* [Page excerpt]
···

Mitchell Hartman Feb 4, 2021
Heard on:
Political victory or defeat can translate into economic hope or despair. Kena Betancur/AFP via Getty Images

Consumer confidence shows wide partisan divide

Mitchell Hartman Feb 4, 2021
Heard on:
Political victory or defeat can translate into economic hope or despair. Kena Betancur/AFP via Getty Images

The 2020 election, and the election-related disinformation and unrest that followed, have led to a stark reversal in consumer confidence by party affiliation.

While consumer confidence measured among all American adults has held relatively steady from the November election through early February, there have been substantial swings in sentiment for each party’s partisans. According to daily consumer surveying by Morning Consult, Democrats’ confidence has soared since the election, while Republicans’ formerly buoyant sentiment has plummeted.

During the time Donald Trump was president, Democrats’ confidence consistently hovered approximately 40 points below that of Republicans.

···

* [Provided information]
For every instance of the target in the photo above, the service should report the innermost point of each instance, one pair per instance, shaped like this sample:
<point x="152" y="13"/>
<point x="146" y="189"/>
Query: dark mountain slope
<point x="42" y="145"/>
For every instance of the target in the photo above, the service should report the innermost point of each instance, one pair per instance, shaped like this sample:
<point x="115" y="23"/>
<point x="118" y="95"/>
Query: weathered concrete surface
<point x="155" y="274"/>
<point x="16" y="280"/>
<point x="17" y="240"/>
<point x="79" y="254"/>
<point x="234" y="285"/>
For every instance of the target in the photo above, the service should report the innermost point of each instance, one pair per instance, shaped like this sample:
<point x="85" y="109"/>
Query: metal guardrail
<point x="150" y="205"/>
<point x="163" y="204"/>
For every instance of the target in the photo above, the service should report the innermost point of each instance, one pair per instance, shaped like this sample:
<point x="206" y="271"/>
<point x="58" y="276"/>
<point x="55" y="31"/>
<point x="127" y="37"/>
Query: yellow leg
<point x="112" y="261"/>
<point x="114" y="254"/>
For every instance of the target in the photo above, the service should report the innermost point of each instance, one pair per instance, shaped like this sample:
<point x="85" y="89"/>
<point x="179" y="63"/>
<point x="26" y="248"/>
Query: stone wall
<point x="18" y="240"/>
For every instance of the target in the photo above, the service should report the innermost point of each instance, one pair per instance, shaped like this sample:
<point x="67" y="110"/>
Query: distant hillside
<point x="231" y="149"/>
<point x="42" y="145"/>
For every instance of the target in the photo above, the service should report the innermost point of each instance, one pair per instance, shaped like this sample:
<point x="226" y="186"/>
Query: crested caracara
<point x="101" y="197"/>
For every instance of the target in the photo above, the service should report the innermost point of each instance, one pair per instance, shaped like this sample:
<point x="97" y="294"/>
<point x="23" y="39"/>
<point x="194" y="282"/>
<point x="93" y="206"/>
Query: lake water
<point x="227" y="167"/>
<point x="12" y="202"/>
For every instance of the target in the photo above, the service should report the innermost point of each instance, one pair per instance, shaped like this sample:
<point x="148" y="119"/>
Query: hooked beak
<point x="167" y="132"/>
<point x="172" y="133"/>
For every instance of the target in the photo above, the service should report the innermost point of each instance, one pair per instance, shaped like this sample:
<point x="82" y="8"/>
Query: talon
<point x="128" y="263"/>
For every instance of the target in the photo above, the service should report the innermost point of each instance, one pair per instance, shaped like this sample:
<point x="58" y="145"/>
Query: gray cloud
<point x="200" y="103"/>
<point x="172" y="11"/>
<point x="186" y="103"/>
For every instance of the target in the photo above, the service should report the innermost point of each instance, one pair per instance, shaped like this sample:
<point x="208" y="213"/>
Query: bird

···

* [Required tasks]
A - Translate this sentence from the consumer confidence article into Spanish: "During the time Donald Trump was president, Democrats’ confidence consistently hovered approximately 40 points below that of Republicans."
B - List every line in the records that contains the string "Query", matching case exactly.
The consumer confidence article and the records are unrelated material.

* [Replies]
A - Durante el tiempo en que Donald Trump fue presidente, la confianza de los demócratas se mantuvo constantemente unos 40 puntos por debajo de la de los republicanos.

B -
Query: dark mountain slope
Query: weathered concrete surface
Query: metal guardrail
Query: yellow leg
Query: stone wall
Query: distant hillside
Query: crested caracara
Query: lake water
Query: hooked beak
Query: talon
Query: gray cloud
Query: bird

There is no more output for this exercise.